# Plastic Lure bodies



## TeamPlaker (Jul 5, 2006)

Does anyone know where I can get unpainted plastic lure bodies that are not the same old, same old? All the ones on the internet are the same whether they're from Barlow's, Netcraft, etc.
I don't like wood bodies, I don't have the space or investment to melt plastic and craft my own. I always wondered why these lure bodies are unrealistic... when I want a shad lure, I want it to look like a shad including the body shape. Sadly, you have to pay 10-18 bucks each to get a realistic shad lure so I'd rather buy and paint my own and piece them together. I'm looking for panfish shapes, bass shapes, and shad shapes... can anyone help me find a place or am I just S.O.L.?


----------



## TIGGER (Jan 17, 2006)

Well you are getting on the edge of a very addictive thing. The other thing are casting resins. They are a two part liquid that is mixed 50/50 and sets in 3 minutes. You can make many many lures. Butt............ you have to make a mold first.

### RECORD SET
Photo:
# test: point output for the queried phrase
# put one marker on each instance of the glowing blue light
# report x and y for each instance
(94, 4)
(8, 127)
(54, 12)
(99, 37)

### WHAT YOU NEED TO DO
**1.** Reproduce the stretch of the lure-body thread from "Does anyone know" through "(Jan 17, 2006)".
**2.** Using the lure-body thread, decide whether each statement agrees with it. Answer yes or no, and quote the deciding words. (a) The first poster prefers wood bodies. (b) Casting resins set in 3 minutes. (c) A realistic shad lure costs 10-18 bucks each.
**3.** List every body shape that the first poster in the lure-body thread says they are looking for.

### RESPONSES TO THE EXERCISE
**1.**
Does anyone know where I can get unpainted plastic lure bodies that are not the same old, same old? All the ones on the internet are the same whether they're from Barlow's, Netcraft, etc.
I don't like wood bodies, I don't have the space or investment to melt plastic and craft my own. I always wondered why these lure bodies are unrealistic... when I want a shad lure, I want it to look like a shad including the body shape. Sadly, you have to pay 10-18 bucks each to get a realistic shad lure so I'd rather buy and paint my own and piece them together. I'm looking for panfish shapes, bass shapes, and shad shapes... can anyone help me find a place or am I just S.O.L.?


----------



## TIGGER (Jan 17, 2006)

**2.**
(a) No: "I don't like wood bodies"
(b) Yes: "sets in 3 minutes"
(c) Yes: "you have to pay 10-18 bucks each to get a realistic shad lure"

**3.** Panfish shapes, bass shapes, shad shapes